▸ **SET PROBLEM**
Can you output the records below exactly as they are written?

▸ **DATASET CONTENT**

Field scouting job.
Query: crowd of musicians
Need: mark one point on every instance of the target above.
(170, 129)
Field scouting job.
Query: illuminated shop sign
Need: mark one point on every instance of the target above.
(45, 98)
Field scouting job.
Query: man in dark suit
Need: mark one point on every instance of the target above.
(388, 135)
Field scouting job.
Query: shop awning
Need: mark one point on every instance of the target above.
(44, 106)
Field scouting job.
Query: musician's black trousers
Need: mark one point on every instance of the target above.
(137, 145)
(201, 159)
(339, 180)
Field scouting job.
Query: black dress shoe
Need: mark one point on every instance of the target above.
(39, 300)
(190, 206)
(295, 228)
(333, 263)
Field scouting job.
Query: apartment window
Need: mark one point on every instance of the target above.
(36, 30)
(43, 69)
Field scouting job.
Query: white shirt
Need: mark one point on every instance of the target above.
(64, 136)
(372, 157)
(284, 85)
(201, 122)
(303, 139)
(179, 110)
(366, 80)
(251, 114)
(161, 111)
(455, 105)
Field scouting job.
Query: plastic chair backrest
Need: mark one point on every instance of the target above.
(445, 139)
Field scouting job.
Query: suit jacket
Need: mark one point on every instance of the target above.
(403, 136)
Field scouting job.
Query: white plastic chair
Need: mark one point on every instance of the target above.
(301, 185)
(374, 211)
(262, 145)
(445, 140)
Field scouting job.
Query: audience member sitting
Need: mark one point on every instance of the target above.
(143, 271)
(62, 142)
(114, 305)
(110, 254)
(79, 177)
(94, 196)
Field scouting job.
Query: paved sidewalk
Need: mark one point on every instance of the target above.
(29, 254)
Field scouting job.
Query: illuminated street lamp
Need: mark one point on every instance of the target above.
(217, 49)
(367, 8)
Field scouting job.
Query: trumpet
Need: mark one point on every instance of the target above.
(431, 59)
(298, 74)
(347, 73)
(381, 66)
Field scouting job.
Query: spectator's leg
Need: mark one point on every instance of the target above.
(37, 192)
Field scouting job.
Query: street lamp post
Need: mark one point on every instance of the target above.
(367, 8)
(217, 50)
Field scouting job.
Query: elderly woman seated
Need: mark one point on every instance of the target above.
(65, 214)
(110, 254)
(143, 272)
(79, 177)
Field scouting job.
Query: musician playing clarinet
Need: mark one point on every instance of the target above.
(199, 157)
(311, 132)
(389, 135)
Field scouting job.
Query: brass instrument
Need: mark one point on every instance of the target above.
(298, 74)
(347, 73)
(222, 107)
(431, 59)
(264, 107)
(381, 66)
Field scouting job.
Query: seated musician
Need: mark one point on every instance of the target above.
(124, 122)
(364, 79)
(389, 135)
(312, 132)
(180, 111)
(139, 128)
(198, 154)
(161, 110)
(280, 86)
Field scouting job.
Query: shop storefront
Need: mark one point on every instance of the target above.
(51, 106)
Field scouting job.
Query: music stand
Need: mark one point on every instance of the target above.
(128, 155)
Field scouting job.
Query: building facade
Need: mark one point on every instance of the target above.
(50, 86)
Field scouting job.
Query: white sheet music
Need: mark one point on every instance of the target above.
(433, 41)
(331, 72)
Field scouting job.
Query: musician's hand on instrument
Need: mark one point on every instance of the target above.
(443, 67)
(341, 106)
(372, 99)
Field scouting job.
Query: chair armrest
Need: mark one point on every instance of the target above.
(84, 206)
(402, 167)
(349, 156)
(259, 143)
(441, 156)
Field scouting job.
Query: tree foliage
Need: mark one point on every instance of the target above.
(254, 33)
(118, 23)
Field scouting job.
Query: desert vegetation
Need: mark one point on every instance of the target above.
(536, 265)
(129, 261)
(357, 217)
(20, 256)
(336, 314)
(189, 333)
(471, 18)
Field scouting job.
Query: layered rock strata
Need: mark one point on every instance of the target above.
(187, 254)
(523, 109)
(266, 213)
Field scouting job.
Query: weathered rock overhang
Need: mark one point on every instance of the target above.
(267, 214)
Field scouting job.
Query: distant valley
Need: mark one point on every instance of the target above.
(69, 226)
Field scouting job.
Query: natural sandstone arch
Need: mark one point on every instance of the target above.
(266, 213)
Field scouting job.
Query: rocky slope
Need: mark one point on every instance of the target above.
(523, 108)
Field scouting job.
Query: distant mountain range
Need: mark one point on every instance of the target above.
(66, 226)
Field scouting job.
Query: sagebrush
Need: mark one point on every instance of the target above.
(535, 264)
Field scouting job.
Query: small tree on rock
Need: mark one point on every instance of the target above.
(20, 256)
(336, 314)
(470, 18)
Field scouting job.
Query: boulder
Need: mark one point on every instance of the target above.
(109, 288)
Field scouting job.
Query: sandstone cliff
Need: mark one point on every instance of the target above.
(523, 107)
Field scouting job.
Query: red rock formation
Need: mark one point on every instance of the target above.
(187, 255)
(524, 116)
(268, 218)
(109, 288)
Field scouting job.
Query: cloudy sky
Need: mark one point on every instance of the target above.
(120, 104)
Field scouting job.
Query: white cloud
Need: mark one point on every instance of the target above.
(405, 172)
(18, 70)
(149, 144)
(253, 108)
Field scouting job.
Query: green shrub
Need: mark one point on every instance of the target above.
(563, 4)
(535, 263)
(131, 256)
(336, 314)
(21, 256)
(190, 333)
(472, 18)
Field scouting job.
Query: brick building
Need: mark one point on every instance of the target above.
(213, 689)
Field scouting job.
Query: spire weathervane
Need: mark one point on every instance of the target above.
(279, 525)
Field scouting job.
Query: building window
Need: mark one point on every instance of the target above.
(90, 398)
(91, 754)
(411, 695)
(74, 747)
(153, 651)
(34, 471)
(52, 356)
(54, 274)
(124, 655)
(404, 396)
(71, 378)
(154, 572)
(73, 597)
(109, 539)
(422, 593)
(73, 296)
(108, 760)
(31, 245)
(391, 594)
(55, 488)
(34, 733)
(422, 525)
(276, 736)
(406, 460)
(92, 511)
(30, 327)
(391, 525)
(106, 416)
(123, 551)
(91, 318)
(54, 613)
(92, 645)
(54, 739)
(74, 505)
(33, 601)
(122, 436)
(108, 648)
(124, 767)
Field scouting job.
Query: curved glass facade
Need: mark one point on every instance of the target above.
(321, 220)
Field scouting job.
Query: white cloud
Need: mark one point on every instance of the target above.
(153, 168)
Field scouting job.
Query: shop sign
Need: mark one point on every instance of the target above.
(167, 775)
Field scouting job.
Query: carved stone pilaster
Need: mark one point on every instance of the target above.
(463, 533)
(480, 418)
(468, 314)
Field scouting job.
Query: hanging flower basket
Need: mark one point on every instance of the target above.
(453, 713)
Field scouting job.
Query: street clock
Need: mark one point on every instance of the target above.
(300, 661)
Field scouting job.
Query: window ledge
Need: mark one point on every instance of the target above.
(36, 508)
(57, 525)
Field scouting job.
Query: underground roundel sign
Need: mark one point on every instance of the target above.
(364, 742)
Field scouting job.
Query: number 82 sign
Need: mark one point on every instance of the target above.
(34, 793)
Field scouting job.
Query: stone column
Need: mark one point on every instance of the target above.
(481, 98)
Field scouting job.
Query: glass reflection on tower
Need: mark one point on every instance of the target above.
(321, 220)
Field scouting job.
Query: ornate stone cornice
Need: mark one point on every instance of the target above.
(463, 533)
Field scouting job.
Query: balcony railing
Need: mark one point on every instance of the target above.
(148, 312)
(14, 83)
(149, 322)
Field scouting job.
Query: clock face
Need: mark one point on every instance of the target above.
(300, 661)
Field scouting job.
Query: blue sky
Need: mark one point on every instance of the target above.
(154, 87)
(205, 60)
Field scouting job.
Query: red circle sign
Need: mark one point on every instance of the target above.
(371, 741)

▸ **WRITTEN REPLY**
Field scouting job.
Query: crowd of musicians
Need: mark one point on every instance of the target above.
(170, 129)
Field scouting job.
Query: illuminated shop sign
Need: mark one point on every instance of the target above.
(45, 98)
Field scouting job.
Query: man in dark suit
Need: mark one point on every instance of the target above.
(388, 135)
Field scouting job.
Query: shop awning
Need: mark one point on every instance of the target above.
(44, 106)
Field scouting job.
Query: musician's black trousers
Need: mark one point on every instance of the target above.
(137, 145)
(201, 159)
(339, 180)
Field scouting job.
Query: black dress shoe
Need: mark one point on every instance of the target above.
(39, 300)
(190, 206)
(295, 228)
(333, 263)
Field scouting job.
Query: apartment window
Need: mark one point on every instance of the target above.
(36, 30)
(43, 69)
Field scouting job.
Query: white shirt
Need: mark one point on every instance of the target above.
(64, 136)
(372, 157)
(284, 85)
(201, 122)
(303, 139)
(179, 110)
(366, 80)
(251, 114)
(161, 111)
(455, 105)
Field scouting job.
Query: plastic chair backrest
Need: mark one point on every instance of the target above.
(445, 139)
Field scouting job.
Query: suit jacket
Need: mark one point on every instance of the target above.
(403, 136)
Field scouting job.
Query: white plastic chair
Need: mark one point on every instance of the target above.
(301, 185)
(374, 211)
(262, 145)
(445, 140)
Field scouting job.
Query: audience member sitting
Need: mark one point on every instance of the target above.
(143, 271)
(62, 142)
(114, 305)
(110, 254)
(79, 177)
(94, 196)
Field scouting job.
Query: paved sidewalk
Need: mark one point on every instance of the target above.
(29, 254)
Field scouting job.
Query: illuminated street lamp
Need: mark one point on every instance of the target above.
(217, 49)
(367, 8)
Field scouting job.
Query: trumpet
Need: mark one point on every instance of the target above.
(431, 59)
(298, 74)
(347, 73)
(381, 66)
Field scouting job.
Query: spectator's leg
Need: mark one point on every instance of the target above.
(37, 192)
Field scouting job.
Query: street lamp post
Need: mark one point on every instance of the target above.
(367, 8)
(217, 50)
Field scouting job.
Query: elderly woman seated
Need: mark one point on every instance of the target above.
(65, 214)
(110, 254)
(143, 272)
(79, 177)
Field scouting job.
Query: musician playing clarinet
Need: mark one point on every instance of the target above.
(199, 157)
(311, 132)
(389, 135)
Field scouting job.
Query: brass instrument
Need: mark one point on every instance of the target above.
(298, 74)
(347, 73)
(222, 107)
(431, 59)
(264, 107)
(381, 66)
Field scouting job.
Query: seated musician
Need: mark one point on every instance of the target above.
(124, 122)
(364, 79)
(389, 135)
(312, 132)
(180, 111)
(139, 128)
(198, 154)
(161, 110)
(280, 86)
Field scouting job.
Query: shop storefront
Need: mark one point on every instance of the target above.
(51, 106)
Field scouting job.
Query: music stand
Need: mark one point on every instance of the target above.
(128, 155)
Field scouting job.
Query: building facade
Need: mark one point on every instance of the target above.
(50, 86)
Field scouting job.
Query: white sheet music
Need: mark one point on every instance of the target above.
(433, 41)
(331, 72)
Field scouting job.
Query: musician's hand on instrument
Need: mark one point on every instance of the target above.
(443, 67)
(341, 106)
(372, 99)
Field scouting job.
Query: chair armrest
Need: mark one point on every instance of the target above.
(84, 206)
(402, 167)
(349, 156)
(259, 143)
(441, 156)
Field scouting job.
Query: tree foliage
Need: mark one point on every instance of the target above.
(254, 33)
(118, 23)
Field scouting job.
Query: desert vegetation
Need: mark one point on every instance of the target above.
(536, 265)
(129, 261)
(357, 217)
(20, 256)
(336, 314)
(189, 333)
(471, 18)
Field scouting job.
Query: layered rock strata
Need: mark one point on every instance of the target above.
(187, 254)
(523, 109)
(266, 213)
Field scouting job.
Query: weathered rock overhang
Need: mark one point on every instance of the target above.
(267, 214)
Field scouting job.
Query: distant valley
Need: mark one point on every instance of the target above.
(69, 226)
Field scouting job.
Query: natural sandstone arch
Need: mark one point on every instance of the target above.
(266, 213)
Field scouting job.
Query: rocky slope
Need: mark one point on every instance of the target above.
(523, 108)
Field scouting job.
Query: distant mountain range
Need: mark one point on every instance of the target above.
(66, 226)
Field scouting job.
Query: sagebrush
Need: mark one point on every instance of the target above.
(535, 264)
Field scouting job.
Query: small tree on rock
Need: mark one point on every instance of the target above.
(20, 256)
(336, 314)
(470, 18)
Field scouting job.
Query: boulder
Need: mark one point on every instance of the target above.
(109, 288)
Field scouting job.
Query: sandstone cliff
Need: mark one point on every instance of the target above.
(523, 107)
Field scouting job.
Query: red rock formation
Need: mark one point on every instance of the target above.
(187, 255)
(524, 116)
(268, 218)
(109, 288)
Field scouting job.
Query: cloudy sky
Need: mark one point on every instance of the target above.
(120, 104)
Field scouting job.
Query: white cloud
Need: mark one point on every instance of the target above.
(405, 172)
(18, 70)
(149, 144)
(253, 108)
Field scouting job.
Query: green shrub
Need: mark one point on every instance of the target above.
(563, 4)
(535, 263)
(131, 256)
(336, 314)
(21, 256)
(190, 333)
(472, 18)
Field scouting job.
Query: brick building
Need: mark one point on every instance of the target above.
(213, 689)
Field scouting job.
Query: spire weathervane
Need: mark one point on every instance of the target above.
(279, 525)
Field scouting job.
Query: building window
Need: mark one point on every instance of the target above.
(90, 398)
(91, 754)
(411, 695)
(74, 747)
(153, 651)
(34, 471)
(52, 356)
(54, 274)
(124, 655)
(404, 396)
(71, 378)
(154, 572)
(73, 597)
(109, 539)
(422, 593)
(73, 296)
(108, 760)
(31, 245)
(391, 594)
(55, 488)
(34, 733)
(422, 525)
(276, 736)
(406, 460)
(92, 511)
(30, 327)
(391, 525)
(106, 416)
(123, 551)
(91, 318)
(54, 613)
(92, 645)
(54, 739)
(74, 505)
(33, 601)
(122, 436)
(108, 648)
(124, 767)
Field scouting job.
Query: curved glass facade
Need: mark one point on every instance of the target above.
(321, 220)
Field scouting job.
Query: white cloud
Need: mark one point on every instance of the target above.
(153, 168)
Field scouting job.
Query: shop sign
Need: mark one point on every instance of the target above.
(167, 775)
Field scouting job.
Query: carved stone pilaster
Need: mark one point on every instance of the target above.
(463, 533)
(480, 418)
(468, 314)
Field scouting job.
Query: hanging flower basket
Need: mark one point on every instance of the target above.
(453, 713)
Field scouting job.
Query: street clock
Need: mark one point on every instance of the target above.
(300, 661)
Field scouting job.
Query: window ledge
Need: mark one point on every instance of the target above.
(36, 508)
(57, 525)
Field scouting job.
Query: underground roundel sign
Need: mark one point on every instance of the target above.
(364, 742)
Field scouting job.
Query: number 82 sign
Need: mark one point on every instance of the target above.
(34, 793)
Field scouting job.
Query: stone column
Need: mark one point on every instance of the target above.
(481, 98)
Field scouting job.
Query: glass reflection on tower
Need: mark one point on every instance of the target above.
(321, 220)
Field scouting job.
Query: ornate stone cornice
Need: mark one point on every instance of the target above.
(463, 533)
Field scouting job.
Query: balcony railing
Need: mark one point on every instance of the target above.
(148, 312)
(14, 83)
(149, 322)
Field scouting job.
Query: clock face
Need: mark one point on every instance of the target above.
(300, 661)
Field scouting job.
Query: blue sky
Need: mark one point on every instance of the target above.
(154, 87)
(205, 60)
Field scouting job.
Query: red circle sign
Need: mark one point on every instance of the target above.
(371, 741)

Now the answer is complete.